• Coordinate labeling data:

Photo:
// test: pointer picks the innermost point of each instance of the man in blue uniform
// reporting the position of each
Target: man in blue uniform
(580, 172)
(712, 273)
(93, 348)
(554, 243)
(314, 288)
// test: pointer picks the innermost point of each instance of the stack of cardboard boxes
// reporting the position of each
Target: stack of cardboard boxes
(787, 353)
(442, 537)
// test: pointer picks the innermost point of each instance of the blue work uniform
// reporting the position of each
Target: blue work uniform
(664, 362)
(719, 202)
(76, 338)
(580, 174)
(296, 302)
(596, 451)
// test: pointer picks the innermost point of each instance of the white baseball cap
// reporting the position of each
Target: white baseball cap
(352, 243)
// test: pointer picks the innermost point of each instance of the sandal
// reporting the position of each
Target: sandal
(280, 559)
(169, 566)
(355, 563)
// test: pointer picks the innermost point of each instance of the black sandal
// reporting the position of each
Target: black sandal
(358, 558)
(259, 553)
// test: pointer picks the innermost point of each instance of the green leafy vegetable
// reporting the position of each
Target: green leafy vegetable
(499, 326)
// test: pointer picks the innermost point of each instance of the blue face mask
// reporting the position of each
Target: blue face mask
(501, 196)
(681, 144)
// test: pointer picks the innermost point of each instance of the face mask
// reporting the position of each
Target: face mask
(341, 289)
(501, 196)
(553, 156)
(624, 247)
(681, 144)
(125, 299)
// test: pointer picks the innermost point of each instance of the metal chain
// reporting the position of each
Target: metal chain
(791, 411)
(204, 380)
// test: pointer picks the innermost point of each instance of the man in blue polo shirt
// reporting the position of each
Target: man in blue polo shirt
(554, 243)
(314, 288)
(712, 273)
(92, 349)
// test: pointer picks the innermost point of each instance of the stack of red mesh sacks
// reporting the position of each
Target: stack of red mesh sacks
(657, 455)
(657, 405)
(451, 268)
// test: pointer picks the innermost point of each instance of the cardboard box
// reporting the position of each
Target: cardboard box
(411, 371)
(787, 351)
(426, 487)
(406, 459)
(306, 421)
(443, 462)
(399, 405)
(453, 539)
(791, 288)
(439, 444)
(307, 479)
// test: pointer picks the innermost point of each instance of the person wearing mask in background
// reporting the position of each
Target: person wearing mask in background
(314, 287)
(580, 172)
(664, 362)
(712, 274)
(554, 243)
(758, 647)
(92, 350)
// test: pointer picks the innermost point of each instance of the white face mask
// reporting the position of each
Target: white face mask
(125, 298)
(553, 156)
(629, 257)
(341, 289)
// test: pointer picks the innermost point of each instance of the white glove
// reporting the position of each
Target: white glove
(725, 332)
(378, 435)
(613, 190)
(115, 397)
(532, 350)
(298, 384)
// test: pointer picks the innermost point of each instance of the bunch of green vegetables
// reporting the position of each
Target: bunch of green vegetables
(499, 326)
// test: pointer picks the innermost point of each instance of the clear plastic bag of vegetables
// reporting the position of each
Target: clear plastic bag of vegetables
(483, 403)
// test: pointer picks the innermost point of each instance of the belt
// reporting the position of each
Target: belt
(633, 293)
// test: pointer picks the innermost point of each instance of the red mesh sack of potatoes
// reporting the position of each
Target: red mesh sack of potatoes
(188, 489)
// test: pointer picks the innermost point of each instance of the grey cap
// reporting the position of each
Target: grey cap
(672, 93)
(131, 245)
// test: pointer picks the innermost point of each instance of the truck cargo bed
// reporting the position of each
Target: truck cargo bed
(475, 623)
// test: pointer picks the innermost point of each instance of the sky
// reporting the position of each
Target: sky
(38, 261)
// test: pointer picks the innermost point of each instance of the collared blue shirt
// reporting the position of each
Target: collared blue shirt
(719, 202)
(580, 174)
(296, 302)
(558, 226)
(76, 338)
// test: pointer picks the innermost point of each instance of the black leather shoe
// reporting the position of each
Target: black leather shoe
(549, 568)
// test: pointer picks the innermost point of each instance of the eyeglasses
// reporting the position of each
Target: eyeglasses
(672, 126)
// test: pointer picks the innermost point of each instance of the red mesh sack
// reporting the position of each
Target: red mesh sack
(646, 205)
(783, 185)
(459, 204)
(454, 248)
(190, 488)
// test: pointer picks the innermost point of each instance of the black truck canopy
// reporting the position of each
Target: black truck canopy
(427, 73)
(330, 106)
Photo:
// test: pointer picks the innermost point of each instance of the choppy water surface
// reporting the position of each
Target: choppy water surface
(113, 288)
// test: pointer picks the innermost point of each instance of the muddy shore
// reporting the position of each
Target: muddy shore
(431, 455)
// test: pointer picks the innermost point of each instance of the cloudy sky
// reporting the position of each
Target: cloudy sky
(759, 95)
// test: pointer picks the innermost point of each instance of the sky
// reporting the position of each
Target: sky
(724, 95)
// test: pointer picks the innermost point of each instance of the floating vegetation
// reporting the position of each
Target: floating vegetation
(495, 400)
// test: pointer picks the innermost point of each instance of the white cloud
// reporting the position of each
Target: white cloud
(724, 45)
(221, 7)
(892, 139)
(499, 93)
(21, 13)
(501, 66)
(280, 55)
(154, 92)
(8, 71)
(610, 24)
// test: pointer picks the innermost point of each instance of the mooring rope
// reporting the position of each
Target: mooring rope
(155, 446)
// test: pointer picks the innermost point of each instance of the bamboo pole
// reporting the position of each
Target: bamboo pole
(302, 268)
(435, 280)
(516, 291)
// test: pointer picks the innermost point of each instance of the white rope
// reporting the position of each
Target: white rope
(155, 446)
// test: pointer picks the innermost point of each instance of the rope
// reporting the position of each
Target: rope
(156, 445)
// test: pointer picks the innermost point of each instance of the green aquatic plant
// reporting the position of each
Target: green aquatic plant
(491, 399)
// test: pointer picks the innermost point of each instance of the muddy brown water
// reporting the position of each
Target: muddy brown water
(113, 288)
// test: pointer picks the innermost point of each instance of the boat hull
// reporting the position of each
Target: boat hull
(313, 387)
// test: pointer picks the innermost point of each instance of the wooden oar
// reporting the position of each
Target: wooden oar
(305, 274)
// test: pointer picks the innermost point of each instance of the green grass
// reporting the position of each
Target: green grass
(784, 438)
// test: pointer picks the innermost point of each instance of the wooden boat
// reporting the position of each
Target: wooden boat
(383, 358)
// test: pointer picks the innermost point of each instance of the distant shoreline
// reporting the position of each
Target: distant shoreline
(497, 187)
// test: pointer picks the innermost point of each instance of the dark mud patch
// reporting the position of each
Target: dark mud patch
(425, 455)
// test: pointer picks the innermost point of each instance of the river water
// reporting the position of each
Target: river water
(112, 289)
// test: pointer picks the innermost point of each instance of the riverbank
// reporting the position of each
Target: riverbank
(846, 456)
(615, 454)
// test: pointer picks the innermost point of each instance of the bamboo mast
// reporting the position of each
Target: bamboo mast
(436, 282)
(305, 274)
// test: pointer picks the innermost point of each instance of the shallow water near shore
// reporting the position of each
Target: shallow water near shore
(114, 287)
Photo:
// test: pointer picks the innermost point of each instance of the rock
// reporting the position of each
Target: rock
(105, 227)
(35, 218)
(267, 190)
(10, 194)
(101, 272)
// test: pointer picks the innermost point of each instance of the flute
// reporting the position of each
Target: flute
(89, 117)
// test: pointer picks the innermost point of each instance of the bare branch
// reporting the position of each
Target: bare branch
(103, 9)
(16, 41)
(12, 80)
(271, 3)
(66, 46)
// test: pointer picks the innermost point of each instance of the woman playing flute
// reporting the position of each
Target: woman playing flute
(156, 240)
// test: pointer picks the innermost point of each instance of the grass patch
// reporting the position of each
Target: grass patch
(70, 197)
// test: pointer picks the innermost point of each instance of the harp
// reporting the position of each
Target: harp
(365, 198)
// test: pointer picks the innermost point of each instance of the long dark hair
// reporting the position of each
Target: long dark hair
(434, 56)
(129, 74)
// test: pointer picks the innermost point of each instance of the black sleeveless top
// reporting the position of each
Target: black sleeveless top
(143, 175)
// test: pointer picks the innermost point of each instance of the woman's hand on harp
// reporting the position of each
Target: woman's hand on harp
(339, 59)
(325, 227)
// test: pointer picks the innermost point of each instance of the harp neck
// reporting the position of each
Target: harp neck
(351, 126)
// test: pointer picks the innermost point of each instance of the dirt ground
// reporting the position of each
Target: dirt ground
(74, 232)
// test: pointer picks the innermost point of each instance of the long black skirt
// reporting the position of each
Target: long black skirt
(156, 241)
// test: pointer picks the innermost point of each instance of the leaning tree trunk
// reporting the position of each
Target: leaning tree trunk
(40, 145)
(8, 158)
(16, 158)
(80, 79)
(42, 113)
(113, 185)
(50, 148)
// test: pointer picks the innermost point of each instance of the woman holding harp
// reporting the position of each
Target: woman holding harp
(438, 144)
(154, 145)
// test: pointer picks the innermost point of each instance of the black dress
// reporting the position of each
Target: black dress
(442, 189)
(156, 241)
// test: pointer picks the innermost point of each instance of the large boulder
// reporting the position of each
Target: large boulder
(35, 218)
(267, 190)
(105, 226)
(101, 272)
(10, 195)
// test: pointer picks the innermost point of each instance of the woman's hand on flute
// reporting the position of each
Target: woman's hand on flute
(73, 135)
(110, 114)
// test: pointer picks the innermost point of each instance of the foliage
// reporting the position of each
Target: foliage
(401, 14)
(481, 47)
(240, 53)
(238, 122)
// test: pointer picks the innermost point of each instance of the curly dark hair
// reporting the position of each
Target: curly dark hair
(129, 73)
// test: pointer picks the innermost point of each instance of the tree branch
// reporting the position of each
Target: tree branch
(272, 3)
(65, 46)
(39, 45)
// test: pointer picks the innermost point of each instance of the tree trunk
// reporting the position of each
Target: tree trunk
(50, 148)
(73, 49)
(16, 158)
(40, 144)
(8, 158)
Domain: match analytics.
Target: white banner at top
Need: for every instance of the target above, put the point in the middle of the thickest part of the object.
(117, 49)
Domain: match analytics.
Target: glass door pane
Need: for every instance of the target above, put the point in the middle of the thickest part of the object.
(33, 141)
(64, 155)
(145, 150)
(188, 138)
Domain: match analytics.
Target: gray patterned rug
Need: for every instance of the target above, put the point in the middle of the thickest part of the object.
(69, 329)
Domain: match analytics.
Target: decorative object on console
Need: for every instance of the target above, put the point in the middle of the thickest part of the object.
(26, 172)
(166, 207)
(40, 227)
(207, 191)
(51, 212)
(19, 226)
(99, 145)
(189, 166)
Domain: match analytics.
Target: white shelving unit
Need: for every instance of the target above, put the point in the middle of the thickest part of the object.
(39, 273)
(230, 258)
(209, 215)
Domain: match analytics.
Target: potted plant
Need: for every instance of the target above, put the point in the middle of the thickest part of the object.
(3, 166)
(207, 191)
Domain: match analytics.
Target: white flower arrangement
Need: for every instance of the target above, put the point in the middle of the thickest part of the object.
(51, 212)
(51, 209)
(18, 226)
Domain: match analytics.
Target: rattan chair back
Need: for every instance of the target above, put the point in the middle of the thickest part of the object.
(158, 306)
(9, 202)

• WRITTEN EXERCISE: Pick out each line of the items above that contains the word "potatoes", and copy those lines over unchanged.

• COMPLETE ANSWER:
// test: pointer picks the innermost point of each instance of the red mesh sack of potatoes
Target: red mesh sack of potatoes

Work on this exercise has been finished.